INPUT DATA
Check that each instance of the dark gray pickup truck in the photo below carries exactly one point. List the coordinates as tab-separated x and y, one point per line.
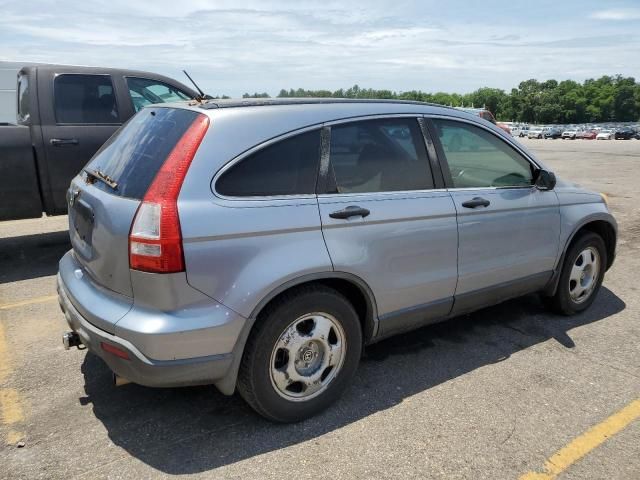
64	115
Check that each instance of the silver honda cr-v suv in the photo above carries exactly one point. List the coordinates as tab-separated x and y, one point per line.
260	245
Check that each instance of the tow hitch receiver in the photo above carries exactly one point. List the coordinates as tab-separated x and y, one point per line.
71	339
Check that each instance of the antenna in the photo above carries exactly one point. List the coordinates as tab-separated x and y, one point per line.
202	94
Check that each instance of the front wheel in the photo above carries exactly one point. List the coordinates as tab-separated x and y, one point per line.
582	275
301	355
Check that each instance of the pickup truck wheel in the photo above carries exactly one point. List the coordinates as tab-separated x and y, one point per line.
301	355
581	276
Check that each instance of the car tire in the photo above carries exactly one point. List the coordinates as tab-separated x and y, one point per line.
580	275
275	378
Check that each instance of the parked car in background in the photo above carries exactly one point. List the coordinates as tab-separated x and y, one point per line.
524	131
571	133
487	115
553	133
173	280
605	135
624	134
65	113
535	132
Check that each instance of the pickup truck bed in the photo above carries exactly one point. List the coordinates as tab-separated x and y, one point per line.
64	115
18	175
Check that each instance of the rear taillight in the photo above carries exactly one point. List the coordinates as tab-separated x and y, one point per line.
155	240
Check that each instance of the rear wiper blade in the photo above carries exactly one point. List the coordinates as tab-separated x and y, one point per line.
103	177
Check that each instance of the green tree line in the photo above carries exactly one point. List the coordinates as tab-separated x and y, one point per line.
607	99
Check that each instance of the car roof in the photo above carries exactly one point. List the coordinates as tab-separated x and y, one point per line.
265	102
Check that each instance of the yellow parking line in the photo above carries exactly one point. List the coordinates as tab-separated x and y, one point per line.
47	298
10	405
582	445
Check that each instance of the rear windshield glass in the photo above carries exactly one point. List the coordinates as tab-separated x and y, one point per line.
135	153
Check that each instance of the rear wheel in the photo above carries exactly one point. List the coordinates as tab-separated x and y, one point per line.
581	276
301	355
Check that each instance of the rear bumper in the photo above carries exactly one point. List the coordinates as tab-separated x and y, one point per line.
165	349
139	368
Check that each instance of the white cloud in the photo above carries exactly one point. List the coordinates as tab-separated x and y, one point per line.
233	46
617	14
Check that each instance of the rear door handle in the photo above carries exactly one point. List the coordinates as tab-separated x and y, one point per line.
350	211
63	142
476	202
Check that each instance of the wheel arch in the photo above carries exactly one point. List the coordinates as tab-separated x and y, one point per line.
354	288
604	226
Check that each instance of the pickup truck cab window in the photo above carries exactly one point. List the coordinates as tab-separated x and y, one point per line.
386	155
85	99
144	91
479	159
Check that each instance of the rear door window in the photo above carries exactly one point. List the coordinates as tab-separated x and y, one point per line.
385	155
144	91
85	99
479	159
135	153
287	167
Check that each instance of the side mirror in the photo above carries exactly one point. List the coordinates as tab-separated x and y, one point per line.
545	180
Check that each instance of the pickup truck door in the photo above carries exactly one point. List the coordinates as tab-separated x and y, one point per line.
80	114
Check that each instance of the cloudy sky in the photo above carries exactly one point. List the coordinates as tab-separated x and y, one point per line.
232	47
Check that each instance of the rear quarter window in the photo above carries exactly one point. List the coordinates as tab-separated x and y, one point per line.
135	153
287	167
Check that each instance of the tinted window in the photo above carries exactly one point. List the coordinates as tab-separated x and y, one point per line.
288	167
478	158
23	98
378	156
85	99
135	153
144	91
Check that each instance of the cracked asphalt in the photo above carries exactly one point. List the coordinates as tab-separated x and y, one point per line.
488	395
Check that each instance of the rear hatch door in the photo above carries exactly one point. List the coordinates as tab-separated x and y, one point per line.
104	197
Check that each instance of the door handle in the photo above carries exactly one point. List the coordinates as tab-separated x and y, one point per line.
350	211
62	142
476	202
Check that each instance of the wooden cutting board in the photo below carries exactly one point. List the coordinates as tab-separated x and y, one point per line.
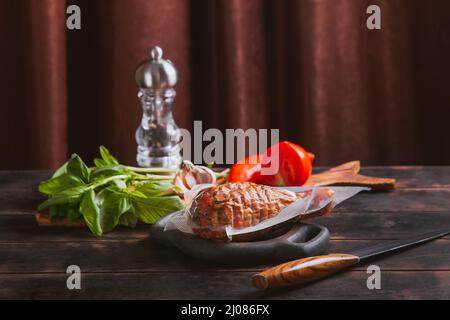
347	174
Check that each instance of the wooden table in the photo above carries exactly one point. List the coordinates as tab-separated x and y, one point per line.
127	264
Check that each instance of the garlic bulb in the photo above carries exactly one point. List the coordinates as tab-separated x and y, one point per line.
190	175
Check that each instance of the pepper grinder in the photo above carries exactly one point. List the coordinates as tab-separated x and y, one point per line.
158	137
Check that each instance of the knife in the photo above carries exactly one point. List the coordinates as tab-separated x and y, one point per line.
314	268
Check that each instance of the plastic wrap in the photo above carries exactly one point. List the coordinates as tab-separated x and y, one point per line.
312	201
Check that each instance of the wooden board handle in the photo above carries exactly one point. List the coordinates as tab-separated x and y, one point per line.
303	270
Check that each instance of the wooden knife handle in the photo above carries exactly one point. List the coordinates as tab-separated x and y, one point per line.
303	270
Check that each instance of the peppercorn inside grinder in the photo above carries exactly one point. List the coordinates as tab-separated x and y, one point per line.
158	137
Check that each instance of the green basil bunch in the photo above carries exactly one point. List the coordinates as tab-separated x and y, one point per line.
109	194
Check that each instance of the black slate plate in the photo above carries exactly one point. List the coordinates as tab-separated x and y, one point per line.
293	242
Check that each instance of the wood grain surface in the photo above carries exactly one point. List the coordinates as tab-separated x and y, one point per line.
127	264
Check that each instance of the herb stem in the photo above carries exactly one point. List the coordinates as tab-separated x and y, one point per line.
153	177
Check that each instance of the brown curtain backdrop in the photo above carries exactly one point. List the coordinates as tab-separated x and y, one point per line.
308	67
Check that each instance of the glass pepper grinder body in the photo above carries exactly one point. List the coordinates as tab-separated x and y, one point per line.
158	137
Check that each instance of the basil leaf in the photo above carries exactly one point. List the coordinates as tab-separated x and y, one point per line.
112	206
59	183
152	209
107	157
99	162
109	170
77	167
128	219
91	212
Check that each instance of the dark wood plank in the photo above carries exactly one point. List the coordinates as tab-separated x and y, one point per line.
230	285
23	228
413	176
145	256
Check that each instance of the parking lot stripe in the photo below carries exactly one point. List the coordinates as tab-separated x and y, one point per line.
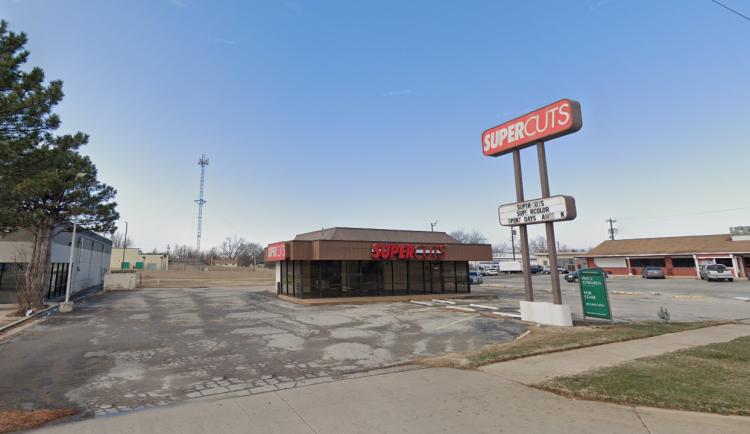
456	322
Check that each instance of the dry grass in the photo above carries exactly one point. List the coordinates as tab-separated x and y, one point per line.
542	340
713	378
208	278
16	420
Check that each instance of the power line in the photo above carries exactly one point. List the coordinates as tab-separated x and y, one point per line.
612	231
731	10
687	214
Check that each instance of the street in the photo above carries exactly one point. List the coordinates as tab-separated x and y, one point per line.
634	298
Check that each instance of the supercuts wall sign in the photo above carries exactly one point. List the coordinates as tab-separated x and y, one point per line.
407	251
555	120
276	251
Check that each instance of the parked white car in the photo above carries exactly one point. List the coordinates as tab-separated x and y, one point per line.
711	272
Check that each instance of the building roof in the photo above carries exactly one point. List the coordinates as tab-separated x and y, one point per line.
384	235
695	244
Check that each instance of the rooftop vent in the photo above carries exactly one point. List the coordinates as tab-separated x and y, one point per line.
740	233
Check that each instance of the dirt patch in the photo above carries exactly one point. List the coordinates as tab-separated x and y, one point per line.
712	378
16	420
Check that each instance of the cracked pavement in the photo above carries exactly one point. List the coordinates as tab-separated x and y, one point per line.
123	351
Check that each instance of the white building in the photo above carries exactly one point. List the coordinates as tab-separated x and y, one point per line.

INSTRUCTIONS TO FOLLOW
Your task is an exact transcription of all the data, minus the pictures.

FINAL ANSWER
Check that each instance of the dark gray pickup truck in the photo below carries exactly one point. List the coordinates as tab-separated x and y, one point per line.
64	115
Check that each instance of the silver honda cr-v suv in the photo above carries exactly one point. List the coordinates as tab-separated x and y, one point per line.
260	245
Check that each instance of the tow hitch receiver in the photo above carries exactly one point. List the coordinates as tab-separated x and y, one point per line.
71	339
Check that each instance of the antenna in the photo above carries exactly one point. List the coordinates as tab-separated x and y, one point per line.
202	94
Check that each instance of the front wheel in the photo above carries exactly one point. List the coordinates as tab-separated x and y, one point per line.
582	275
301	355
Check that each instance of the pickup truck wheel in the photo above carries exactly one point. List the coordinates as tab-separated x and y, one point per line.
301	355
581	276
Check that each instance of the car tire in the photo above carries exactly one point. List the coordinates as tab-separated x and y, one point per line.
580	275
275	378
Check that each instance of the parked car in background in the photo above carries exactly one point. List the coordinates as tab-separated x and y, one point per line.
524	131
571	133
487	115
553	133
173	280
605	135
624	134
65	113
535	132
Check that each instance of the pickup truck bed in the photo above carries exactly one point. List the coordinates as tab-separated x and y, one point per line.
64	115
18	175
Check that each instance of the rear taillight in the photo above carries exactly one point. List the coordinates as tab-separated x and y, one point per line.
155	240
Check that each instance of the rear wiper blade in the photo above carries exactly one point. List the coordinates as tab-separated x and y, one point per line.
103	177
Check that each instance of the green tree line in the photo above carries exactly one point. List the coordinates as tab-separated x and y, one point per line.
607	99
Check that each instance of the car roof in the photo above carries exactly one point. List the coordinates as tab-separated x and y, one point per line.
265	102
Check that each instance of the yellow parking line in the photo above carries exactly one point. List the coordinates as tab-separated x and y, one point per line.
47	298
10	405
582	445
Check that each instance of the rear windshield glass in the photo above carries exactly one point. List the coordinates as tab-separated x and y, one point per line.
135	153
Check that each instance of the rear wheel in the photo above carries exactly one point. List the coordinates as tab-separated x and y, one point per line.
581	276
301	355
Check that each instance of the rear bumper in the photo above carries exactly one point. List the coordinates as tab-separated x and y, one point per line.
165	349
139	368
Check that each instance of the white cloud in the photo above carries exactly one point. List the coordinates as tab-separated x and y, one point per line.
233	46
617	14
Check that each instance of the rear door handle in the photo above carries exactly one point. List the coordinates as tab-separated x and y, one point per line.
350	211
63	142
476	202
Check that each instance of the wheel arch in the photo above carries exactly one point. List the coordinates as tab-separated x and y, one point per line.
354	288
604	226
Check that each instance of the pickup truck cab window in the photo above carries exactly one point. List the coordinates as tab-separated x and y, one point per line.
386	155
85	99
144	91
479	159
Check that each instance of the rear door window in the photo above carries exactly one point. List the coordinates as tab-separated x and y, one point per line.
385	155
144	91
85	99
479	159
135	153
287	167
Check that each instance of the side mirror in the photo above carries exactly one point. List the coordinates as tab-separated x and y, one point per line.
545	180
Check that each instance of the pickup truck door in the photo above carries exactly one point. List the coordinates as tab-separated x and y, one point per line.
80	114
Check that each instance of the cloudy sky in the photo above carries exactly one point. List the coordinates as tab-separated x and y, one point per line.
232	47
Check that each instance of the rear quarter window in the photo above carries exactly one point. List the coordinates as tab-separated x and y, one point per line.
135	153
287	167
Check that each instance of the tinted window in the photo above carries exactly one point. List the coordinates as tab-separated x and y, one point per line.
288	167
478	158
23	98
378	156
85	99
135	153
144	91
Check that each instance of the cracked asphalt in the photo above carries exactly one point. List the coordinates as tab-separated x and y, one point per line.
488	395
Check that each instance of the rear hatch door in the photo above carries exactly one point. List the coordinates as tab-separated x and y, one point per line.
104	197
Check that each instance of the door handle in the photo above carries exactly one point. List the coordinates as tab-separated x and y, one point per line.
350	211
62	142
476	202
Check that each instance of the wooden cutting board in the photo below carries exactly one point. List the coordinates as tab-separated x and y, one point per line.
347	174
Check that each instance of the wooden table in the photo above carries exactly one point. List the coordinates as tab-separated x and y, one point per line.
127	264
Check that each instance of the garlic bulb in the photo above carries exactly one point. List the coordinates as tab-separated x and y, one point per line.
190	175
Check that each instance of the pepper grinder in the photo above carries exactly one point. List the coordinates as tab-separated x and y, one point per line.
158	137
Check that each instance of the knife in the photo above carries exactly one point. List the coordinates as tab-separated x and y, one point per line.
314	268
Check that each instance of the plastic wrap in the photo above carries exactly one point. List the coordinates as tab-separated x and y, one point per line.
312	201
Check that each instance of the wooden board handle in the photo above carries exactly one point. List the coordinates as tab-separated x and y, one point per line.
303	270
Check that each instance of the wooden knife handle in the photo above carries exactly one point. List the coordinates as tab-separated x and y, one point per line.
303	270
Check that each instance of the peppercorn inside grinder in the photo above carries exactly one point. List the coordinates as tab-separated x and y, one point per line.
158	137
Check that each instance of the green basil bunch in the photo above carries exactly one point. List the coordinates as tab-separated x and y, one point per line.
109	194
Check that each instance of the black slate plate in the photo above carries exactly one point. List the coordinates as tab-separated x and y, one point per line.
293	242
Check that each instance of the wood grain surface in the photo above carries exactly one point. List the coordinates as tab-separated x and y, one point per line.
127	264
Check that each instance of the herb stem in the photo above carries exactly one point. List the coordinates as tab-separated x and y, one point per line.
153	177
Check that each instance of the brown curtain backdrop in the photo above carries exactly one point. List the coordinates as tab-separated x and y, one point per line.
308	67
Check that each instance of the glass pepper grinder body in the photo above carries exactly one point. List the coordinates as tab-separated x and y, one point per line.
158	137
Check that each instance of the basil leaf in the photo above carries exactly one point. List the coordinates as tab-separated x and y, one point per line.
112	206
59	183
152	209
107	157
99	162
109	170
77	167
128	219
91	212
Check that each instance of the dark wood plank in the photo above carries exactly one point. List the coordinates as tab-separated x and y, one point per line.
230	285
23	228
413	176
145	256
Check that each instance of the parking lot stripe in the photo below carries exactly one point. List the coordinates as tab-separated x and y, one point per line.
456	322
Check that each instance of the dry grass in the photo above carries exactly one point. List the coordinates as tab-separated x and y, one point per line.
542	340
713	378
208	278
16	420
Check that each instance of the power line in the photo above carries exactly one point. List the coordinates as tab-separated x and y, one point per line.
612	231
731	10
687	214
Check that each instance of the street in the photo above carries exactly one point. List the coordinates as tab-separated x and y, one point per line.
634	298
Check that each instance of the supercuts wall sign in the photo above carries exactly one point. List the coordinates as tab-separated x and y, one point per line.
407	251
555	120
276	251
Check that each instance of the parked white car in the photo above carries exactly one point. List the coordinates as tab-separated x and y, one point per line.
711	272
Check that each instance of the building roof in the photo above carries exactly one point. List the coordinates as tab-separated x and y, one point per line.
384	235
695	244
Check that each instance of the rooftop vent in the photo above carries exactly one point. List the coordinates as tab-separated x and y, one point per line.
740	233
Check that each instance of the dirt patch in the photo above carries exactly one point. List the coordinates as tab-separated x and y, one point per line.
712	378
16	420
Check that each instance of the cracked pavement in the photo above carries exactly one point. List the coordinates as tab-separated x and y, one point per line.
123	351
Check that each instance of the white building in the photo above carries exactly one point. List the coordinates as tab-separated x and y, one point per line.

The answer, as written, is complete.